## Work order 1
From the extract on why adults lose their sense of fun, list each warning that parents are quoted as saying once they become "the fun police."
## Work order 2
Write a further paragraph for the piece on why adults stop having fun, picking up after its final point about negativity in the news and on social media.

So what happens to us as we get older? Where does this natural enjoyment go?
For many of us I suppose, “grown-up” equals “serious”. We get self conscious, and become embarrassed more easily. We don’t want to look silly and that squashes the freedom of play.
On a practical level, responsibilities change – we are busy working, looking after and providing for our families. We see “ideal” images of how we should live and fill our lives with things we feel we ought to be doing, beating ourselves up if they don’t go quite right. We become preoccupied, anxious and stressed, and fun is relegated to something we do when everything else is sorted, or on special occasions.
As our responsibilities, increase, we also become more risk averse… understanding the consequences of, for example, the son, with the wrapping tube lightsaber, in the kitchen, with a hot pan – which sounds like a strange game of Cluedo but could end up quite nasty. We predict worst case scenarios (which is healthy to a point) but as fun often has an element of jeopardy (which is what makes it feel exciting and energising), we transform into the fun police … “be careful”, “watch out”, “put it down”, “mind your head/fingers/sister/the cat…”, (aside from which, there isn’t time for a trip to A&E).
We are also affected by general negativity in the news, on TV, and through social media, which is particularly relevant at the moment, and we feel guilty about enjoying ourselves if we know others are unhappy, anxious or lonely.

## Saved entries
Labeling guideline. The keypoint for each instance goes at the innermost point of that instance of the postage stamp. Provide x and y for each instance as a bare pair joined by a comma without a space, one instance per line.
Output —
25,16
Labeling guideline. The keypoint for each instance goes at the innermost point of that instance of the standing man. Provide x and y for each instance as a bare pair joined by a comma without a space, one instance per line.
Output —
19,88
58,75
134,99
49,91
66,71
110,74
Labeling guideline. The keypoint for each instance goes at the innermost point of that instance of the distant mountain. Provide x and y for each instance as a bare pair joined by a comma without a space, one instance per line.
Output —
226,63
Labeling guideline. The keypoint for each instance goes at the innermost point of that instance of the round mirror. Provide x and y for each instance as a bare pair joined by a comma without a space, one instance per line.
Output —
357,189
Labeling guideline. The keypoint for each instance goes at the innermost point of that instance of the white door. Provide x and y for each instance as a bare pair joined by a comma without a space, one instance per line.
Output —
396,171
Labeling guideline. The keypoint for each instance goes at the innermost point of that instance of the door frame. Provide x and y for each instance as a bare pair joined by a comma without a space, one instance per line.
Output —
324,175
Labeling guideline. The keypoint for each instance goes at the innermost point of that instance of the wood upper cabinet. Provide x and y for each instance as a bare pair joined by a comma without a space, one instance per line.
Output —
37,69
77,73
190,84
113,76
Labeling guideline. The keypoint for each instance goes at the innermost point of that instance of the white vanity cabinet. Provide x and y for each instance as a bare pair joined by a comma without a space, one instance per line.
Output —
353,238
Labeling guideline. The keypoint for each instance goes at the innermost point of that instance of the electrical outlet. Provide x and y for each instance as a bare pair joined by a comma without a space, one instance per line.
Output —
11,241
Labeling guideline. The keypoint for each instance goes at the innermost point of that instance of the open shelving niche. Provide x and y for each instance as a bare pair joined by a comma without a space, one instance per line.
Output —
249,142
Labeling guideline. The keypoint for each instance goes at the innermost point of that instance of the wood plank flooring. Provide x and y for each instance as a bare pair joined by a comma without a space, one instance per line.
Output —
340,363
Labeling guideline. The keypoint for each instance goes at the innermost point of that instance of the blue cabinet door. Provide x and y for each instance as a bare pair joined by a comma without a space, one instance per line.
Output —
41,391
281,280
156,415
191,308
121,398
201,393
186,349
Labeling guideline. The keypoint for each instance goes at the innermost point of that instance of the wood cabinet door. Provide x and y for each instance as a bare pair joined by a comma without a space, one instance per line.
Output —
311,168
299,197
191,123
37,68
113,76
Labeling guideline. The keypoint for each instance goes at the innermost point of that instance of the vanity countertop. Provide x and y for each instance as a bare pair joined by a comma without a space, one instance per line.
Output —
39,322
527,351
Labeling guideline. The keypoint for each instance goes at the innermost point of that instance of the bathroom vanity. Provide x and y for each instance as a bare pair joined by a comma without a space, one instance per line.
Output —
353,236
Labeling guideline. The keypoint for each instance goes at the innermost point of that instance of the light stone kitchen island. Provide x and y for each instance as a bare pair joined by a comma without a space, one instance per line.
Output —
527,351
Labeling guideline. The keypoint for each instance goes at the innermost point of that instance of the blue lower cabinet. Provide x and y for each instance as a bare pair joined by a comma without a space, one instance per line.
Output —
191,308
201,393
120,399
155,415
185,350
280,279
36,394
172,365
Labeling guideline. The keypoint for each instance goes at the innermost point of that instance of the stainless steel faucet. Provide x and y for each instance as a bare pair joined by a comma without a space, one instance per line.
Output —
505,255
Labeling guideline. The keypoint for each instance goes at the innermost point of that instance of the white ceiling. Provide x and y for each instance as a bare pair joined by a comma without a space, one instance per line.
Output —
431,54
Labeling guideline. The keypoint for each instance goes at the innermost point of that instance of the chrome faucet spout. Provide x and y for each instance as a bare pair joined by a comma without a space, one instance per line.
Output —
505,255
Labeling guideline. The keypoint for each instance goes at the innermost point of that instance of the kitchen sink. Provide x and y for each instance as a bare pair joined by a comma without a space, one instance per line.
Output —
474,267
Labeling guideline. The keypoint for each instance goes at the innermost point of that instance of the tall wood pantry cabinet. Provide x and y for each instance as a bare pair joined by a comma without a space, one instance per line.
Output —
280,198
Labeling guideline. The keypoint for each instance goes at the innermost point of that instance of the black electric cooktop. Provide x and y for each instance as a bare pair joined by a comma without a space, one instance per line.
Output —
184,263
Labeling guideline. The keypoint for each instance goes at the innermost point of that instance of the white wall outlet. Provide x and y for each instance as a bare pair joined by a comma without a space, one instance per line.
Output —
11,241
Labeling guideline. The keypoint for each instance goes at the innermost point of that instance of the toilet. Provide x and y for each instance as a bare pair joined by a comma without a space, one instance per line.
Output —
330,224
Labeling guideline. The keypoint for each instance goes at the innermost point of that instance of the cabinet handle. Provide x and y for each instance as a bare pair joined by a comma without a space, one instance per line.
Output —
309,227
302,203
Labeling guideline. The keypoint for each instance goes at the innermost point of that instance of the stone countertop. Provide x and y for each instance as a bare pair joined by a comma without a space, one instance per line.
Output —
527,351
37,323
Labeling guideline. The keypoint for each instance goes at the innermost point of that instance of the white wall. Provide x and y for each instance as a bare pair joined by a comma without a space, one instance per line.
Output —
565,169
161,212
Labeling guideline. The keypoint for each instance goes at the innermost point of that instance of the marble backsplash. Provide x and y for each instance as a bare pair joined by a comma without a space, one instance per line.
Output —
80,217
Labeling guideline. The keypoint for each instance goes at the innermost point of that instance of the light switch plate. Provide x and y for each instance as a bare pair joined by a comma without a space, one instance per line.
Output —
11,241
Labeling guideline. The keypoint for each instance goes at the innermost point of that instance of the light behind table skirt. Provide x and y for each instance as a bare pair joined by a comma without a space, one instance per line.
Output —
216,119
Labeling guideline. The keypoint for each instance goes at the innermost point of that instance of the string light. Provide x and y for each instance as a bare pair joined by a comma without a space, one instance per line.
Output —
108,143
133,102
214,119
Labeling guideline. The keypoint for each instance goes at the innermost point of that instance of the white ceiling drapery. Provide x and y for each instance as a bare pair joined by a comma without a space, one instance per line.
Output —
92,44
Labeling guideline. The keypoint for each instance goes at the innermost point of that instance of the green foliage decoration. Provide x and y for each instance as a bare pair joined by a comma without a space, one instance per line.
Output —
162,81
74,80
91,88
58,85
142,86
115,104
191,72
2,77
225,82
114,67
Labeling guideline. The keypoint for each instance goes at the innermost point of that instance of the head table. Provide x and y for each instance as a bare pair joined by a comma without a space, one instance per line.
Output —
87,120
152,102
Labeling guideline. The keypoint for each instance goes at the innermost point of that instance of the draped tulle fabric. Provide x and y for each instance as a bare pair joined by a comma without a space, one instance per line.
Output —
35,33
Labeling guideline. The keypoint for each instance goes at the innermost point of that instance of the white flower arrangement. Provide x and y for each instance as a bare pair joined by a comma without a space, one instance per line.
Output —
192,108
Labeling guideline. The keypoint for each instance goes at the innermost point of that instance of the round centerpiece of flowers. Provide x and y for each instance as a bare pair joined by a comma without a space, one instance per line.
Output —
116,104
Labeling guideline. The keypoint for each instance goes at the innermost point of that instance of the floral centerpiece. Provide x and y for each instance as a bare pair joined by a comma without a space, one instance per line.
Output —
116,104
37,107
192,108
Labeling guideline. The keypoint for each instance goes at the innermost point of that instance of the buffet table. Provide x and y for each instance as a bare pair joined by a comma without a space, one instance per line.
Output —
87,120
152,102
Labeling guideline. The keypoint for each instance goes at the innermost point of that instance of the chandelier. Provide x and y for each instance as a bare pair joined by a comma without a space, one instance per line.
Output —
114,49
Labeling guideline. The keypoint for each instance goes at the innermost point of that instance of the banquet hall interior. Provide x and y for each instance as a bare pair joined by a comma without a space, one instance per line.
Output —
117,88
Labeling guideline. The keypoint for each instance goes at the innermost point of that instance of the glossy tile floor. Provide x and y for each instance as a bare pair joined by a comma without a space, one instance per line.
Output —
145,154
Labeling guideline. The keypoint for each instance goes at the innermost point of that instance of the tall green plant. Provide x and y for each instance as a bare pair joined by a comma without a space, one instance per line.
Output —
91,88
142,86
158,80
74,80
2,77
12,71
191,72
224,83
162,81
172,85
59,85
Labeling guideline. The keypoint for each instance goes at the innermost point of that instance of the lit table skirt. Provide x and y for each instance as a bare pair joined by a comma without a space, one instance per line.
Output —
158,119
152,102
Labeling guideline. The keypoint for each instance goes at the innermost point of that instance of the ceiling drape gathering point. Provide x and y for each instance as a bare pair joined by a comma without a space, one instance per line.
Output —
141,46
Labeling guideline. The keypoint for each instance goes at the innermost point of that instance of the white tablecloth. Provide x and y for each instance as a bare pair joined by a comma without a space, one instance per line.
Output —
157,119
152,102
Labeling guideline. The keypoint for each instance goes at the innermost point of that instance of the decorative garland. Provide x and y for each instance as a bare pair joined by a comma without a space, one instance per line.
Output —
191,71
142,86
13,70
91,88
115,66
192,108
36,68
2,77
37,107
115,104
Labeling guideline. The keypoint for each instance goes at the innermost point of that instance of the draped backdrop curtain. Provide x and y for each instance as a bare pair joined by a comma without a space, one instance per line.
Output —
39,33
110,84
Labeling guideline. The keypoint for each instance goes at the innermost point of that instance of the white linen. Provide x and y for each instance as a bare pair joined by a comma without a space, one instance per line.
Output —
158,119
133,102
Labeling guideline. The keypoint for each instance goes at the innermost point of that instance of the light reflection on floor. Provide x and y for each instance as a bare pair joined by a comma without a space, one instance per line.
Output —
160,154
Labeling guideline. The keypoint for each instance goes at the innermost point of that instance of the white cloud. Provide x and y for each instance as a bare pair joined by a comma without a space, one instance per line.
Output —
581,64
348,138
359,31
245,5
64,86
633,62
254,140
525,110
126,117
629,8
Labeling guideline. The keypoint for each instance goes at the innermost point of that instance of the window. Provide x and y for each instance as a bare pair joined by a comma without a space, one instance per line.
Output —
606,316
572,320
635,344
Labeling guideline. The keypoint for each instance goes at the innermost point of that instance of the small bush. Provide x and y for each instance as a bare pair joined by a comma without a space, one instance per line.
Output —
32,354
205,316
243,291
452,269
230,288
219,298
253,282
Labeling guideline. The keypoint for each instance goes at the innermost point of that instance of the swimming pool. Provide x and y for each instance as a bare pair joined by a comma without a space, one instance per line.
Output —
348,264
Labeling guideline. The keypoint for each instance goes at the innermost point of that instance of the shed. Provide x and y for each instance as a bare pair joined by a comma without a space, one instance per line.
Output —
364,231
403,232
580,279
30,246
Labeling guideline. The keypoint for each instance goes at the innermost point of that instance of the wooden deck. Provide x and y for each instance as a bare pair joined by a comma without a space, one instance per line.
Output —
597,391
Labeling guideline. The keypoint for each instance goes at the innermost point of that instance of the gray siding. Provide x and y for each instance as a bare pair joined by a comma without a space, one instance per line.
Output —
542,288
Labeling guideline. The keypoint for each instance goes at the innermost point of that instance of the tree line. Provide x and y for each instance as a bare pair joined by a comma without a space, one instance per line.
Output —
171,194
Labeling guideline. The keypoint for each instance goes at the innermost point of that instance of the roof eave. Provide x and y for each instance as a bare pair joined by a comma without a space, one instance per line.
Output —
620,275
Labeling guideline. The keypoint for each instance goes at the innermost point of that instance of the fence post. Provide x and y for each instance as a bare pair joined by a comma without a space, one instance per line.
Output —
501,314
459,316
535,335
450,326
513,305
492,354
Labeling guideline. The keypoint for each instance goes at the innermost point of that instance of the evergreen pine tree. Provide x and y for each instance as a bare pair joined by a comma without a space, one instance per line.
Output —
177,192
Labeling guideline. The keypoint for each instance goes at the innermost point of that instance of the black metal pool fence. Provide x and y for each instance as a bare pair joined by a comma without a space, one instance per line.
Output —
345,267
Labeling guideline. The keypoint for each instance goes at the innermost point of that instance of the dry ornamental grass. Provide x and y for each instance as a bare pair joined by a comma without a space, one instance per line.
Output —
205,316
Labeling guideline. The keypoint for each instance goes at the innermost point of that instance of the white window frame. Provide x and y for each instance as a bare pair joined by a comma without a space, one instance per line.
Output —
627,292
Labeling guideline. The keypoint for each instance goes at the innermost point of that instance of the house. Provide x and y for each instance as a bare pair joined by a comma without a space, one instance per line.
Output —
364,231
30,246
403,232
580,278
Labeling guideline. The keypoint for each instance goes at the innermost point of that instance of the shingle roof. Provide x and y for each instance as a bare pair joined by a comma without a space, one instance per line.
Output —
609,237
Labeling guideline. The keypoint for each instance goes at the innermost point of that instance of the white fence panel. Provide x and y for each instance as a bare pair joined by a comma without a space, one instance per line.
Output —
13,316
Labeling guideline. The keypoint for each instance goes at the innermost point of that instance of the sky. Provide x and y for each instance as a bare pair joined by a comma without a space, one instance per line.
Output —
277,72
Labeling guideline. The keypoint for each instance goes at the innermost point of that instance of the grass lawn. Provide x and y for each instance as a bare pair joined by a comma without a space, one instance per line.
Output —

## Response box 1
"be careful"
"watch out"
"put it down"
"mind your head/fingers/sister/the cat…"

## Response box 2
Given all that, it’s not surprising that fun can feel so far away, but whatever the reason, given the huge benefits it can bring, we probably need to give it a higher priority. Before you start worrying or feeling the pressure to plan loads of activities, I don’t think you have to – it’s more about remembering, and noticing when we can bring a more playful and fun attitude to the usual things we do.
The good news is that once we have fired the fun hormones, it encourage us to seek more fun to fire them again, repeating the benefits, allowing us to enjoy more things, suppressing stress and fear, and so it goes on in a lovely spiral, and when we play, we become actively involved helping us lose self consciousness and embarrassment.
The other brilliant thing about fun is that it also affects the people around us and it encourages them to have fun too which in turn will be good for them…. what better gift can you give at this time?
And there’s something else too…
Something is nagging me as I write… with more people potentially on their own this year can we have fun by ourselves?
The answer has to be yes…
Well who hasn’t turned the radio up loudly and danced round the kitchen when no one else is watching? I’m not being flippant… It doesn’t matter who you are or how old you are, we all have playfulness inside just desperate to get out. Why not go the whole hog… air guitar your frying pan or sing into a spatular for an impromptu karaoke… if music’s not your thing then slam dunk a satsuma, see how it makes you feel.
But seriously, on our own or not, give some thought to the things that bring us enjoyment. What did we used to find fun? We might not be able to do in the same way for all kinds of reasons, but can you adapt them to life now?
Switch the mindset from I shouldn’t or can’t to “Why not!”.
And now I’m off to practice some lightsabering with the roll of turkey foil…!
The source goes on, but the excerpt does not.